• Problem description: Set down every record below exactly as it stands, with the pictures omitted.

Recorded data:
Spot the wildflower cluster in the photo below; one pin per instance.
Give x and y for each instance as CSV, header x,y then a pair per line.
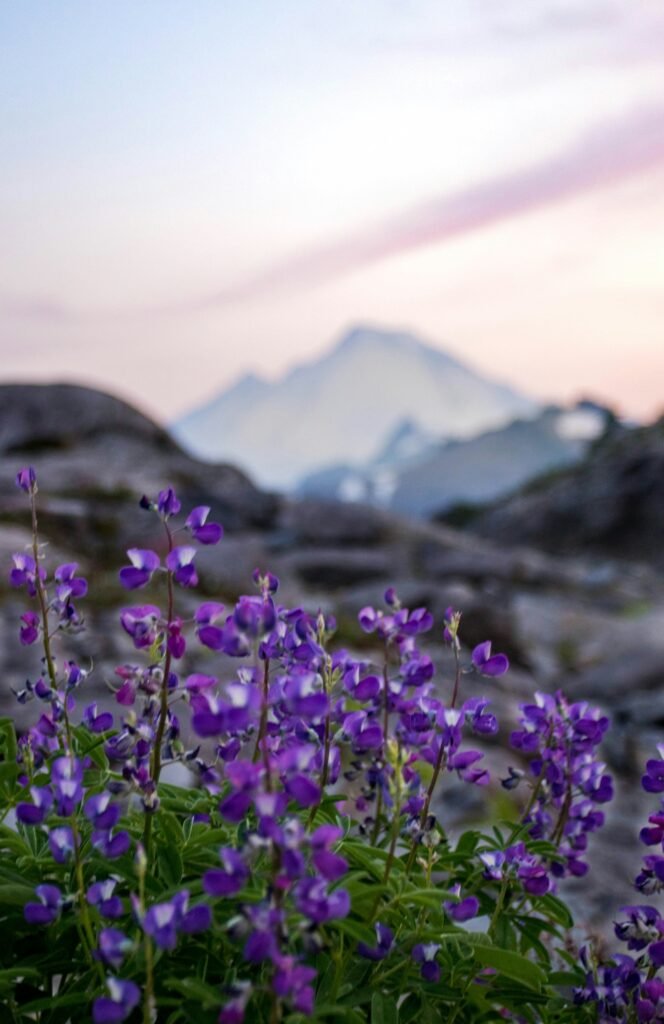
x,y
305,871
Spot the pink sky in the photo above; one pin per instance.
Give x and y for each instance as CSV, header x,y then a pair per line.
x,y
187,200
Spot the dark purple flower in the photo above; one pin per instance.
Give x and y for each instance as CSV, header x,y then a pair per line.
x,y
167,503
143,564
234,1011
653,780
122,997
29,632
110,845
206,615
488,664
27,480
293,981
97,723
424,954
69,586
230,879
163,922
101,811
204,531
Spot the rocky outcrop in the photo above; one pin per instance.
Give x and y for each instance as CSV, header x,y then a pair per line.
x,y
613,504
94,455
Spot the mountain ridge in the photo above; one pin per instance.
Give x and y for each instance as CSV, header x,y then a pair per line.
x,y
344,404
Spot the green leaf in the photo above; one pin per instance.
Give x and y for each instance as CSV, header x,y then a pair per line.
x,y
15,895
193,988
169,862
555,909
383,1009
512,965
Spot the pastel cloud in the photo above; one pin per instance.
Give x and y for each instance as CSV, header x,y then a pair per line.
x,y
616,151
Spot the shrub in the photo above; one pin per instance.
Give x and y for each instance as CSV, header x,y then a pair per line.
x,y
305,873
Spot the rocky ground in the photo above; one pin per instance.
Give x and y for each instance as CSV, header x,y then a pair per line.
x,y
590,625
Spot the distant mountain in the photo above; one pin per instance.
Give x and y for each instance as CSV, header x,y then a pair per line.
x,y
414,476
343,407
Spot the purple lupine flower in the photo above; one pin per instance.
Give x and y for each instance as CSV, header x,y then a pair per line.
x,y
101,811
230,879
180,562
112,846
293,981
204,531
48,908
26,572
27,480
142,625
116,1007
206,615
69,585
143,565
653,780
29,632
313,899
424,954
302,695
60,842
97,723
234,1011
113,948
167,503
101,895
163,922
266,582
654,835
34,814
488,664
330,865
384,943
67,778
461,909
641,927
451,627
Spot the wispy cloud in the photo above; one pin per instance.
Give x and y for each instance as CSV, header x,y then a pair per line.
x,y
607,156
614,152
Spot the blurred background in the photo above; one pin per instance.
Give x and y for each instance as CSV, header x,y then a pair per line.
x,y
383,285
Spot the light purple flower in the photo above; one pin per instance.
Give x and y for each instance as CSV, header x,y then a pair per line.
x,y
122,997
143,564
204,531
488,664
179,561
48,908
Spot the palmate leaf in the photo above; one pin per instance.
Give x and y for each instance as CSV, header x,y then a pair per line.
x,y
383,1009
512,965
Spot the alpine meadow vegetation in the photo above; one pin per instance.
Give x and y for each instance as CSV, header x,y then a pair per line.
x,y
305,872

• Task solution:
Spot the wildflower cluster in the photo below; one pin per instance.
Give x and y for each instance as CSV, header x,y then a pair per line.
x,y
305,871
Spot the pink sky in the photo above; one pin per instance.
Give x and y for each instance as CSV, header x,y then a pair per line.
x,y
187,200
Spot the dark purple flower in the photo above; one pin per instance.
Give x and y for each instance as CSV, header x,y then a pair per line.
x,y
167,503
143,564
234,1011
653,780
122,997
29,632
110,845
206,615
488,664
27,480
293,981
97,723
424,954
69,586
230,879
163,922
101,811
204,531
Spot the rocky outcrop in the photo above; one pin per instance.
Give x and y for each instance as CSV, header x,y then a pair per line.
x,y
613,504
94,455
Spot the mountain ridge in the photo above; one pin per instance.
Give x and y for each instance as CSV, header x,y then a pair per line.
x,y
344,404
Spot the green leaf in the photo above; one pin per instance.
Give x and y for each instance as CSV, header x,y then a pair per line.
x,y
15,895
193,988
169,862
555,909
383,1009
512,965
Spot the pastel cloud in the photo above; one pin per instance.
Give x and y for each instance as CSV, header x,y then a pair per line.
x,y
616,151
Spot the shrub in the photo above; one pin per instance.
Give x and y for each instance as CSV, header x,y then a pair per line.
x,y
305,873
Spot the rocky ground in the photo above; one pin per instance.
Give x and y for each instance as CSV, header x,y then a pair per line.
x,y
590,625
Spot the distant mountain in the photo above; one pin per instance.
Give x and y for each instance as CSV, header x,y then a pair per line.
x,y
414,476
343,407
Spot the purple lupine flower in the photo above; one pin per instance.
Give x and y for each instance as CSV, header x,y then a pair per line.
x,y
101,811
230,879
180,562
112,846
293,981
204,531
48,908
26,572
27,480
142,625
116,1007
206,615
69,585
143,565
653,780
29,632
313,899
424,954
302,695
60,842
97,723
234,1011
113,948
167,503
101,895
163,922
266,582
654,835
34,814
488,664
330,865
384,943
67,778
461,909
641,927
451,627
Spot the wispy cloud in the photo above; one pin per instance.
Give x and y for each instance as CSV, header x,y then a pair per line.
x,y
607,156
614,152
Spot the blurred background in the photo above; one pin per instance.
Give x and y for each instance as CSV, header x,y then a pair per line.
x,y
383,285
Spot the light purple flower in the photo above; one pin per instance.
Give x and y for each instance as CSV, header x,y then a pair per line.
x,y
122,997
143,564
204,531
488,664
179,561
48,908
Spot the palmate leaf in the photo above; one pin per instance.
Give x and y for each instance as CSV, header x,y then a pair per line.
x,y
383,1009
512,965
Spot the alpine meadow vegetation in the photo above; one pin per instance.
Give x and y for each instance as CSV, header x,y then a pair per line.
x,y
305,872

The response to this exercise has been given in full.